>> START DATA LINES

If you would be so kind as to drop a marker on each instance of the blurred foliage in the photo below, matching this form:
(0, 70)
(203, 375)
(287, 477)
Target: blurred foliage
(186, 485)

>> END DATA LINES
>> START DATA LINES

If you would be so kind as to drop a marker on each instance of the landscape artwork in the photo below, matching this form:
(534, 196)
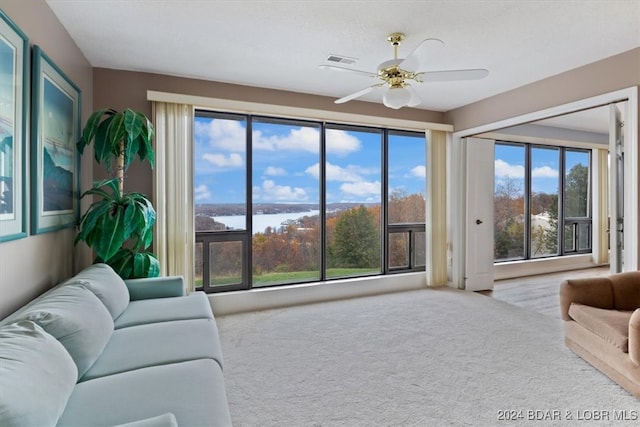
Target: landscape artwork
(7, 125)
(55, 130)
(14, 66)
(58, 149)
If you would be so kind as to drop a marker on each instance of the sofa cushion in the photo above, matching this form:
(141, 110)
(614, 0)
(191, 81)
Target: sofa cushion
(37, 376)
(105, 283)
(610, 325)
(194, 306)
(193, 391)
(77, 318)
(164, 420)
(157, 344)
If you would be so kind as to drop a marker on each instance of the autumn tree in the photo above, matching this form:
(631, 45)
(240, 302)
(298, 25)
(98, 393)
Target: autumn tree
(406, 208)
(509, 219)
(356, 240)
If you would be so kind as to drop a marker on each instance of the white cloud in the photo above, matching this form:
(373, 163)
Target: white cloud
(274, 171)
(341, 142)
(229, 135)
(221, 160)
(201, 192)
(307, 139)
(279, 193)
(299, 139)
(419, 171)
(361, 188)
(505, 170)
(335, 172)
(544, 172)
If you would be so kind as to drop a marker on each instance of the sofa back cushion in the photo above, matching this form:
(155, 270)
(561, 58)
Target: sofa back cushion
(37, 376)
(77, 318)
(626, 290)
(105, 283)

>> END DATA LINES

Select every line in the entries that contains the word "white", paying attention to case.

§ **WORKED ANSWER**
If you would be so kind as to drop a marker on each instance of the white cloud in the photo above, matching this form:
Target: white cloud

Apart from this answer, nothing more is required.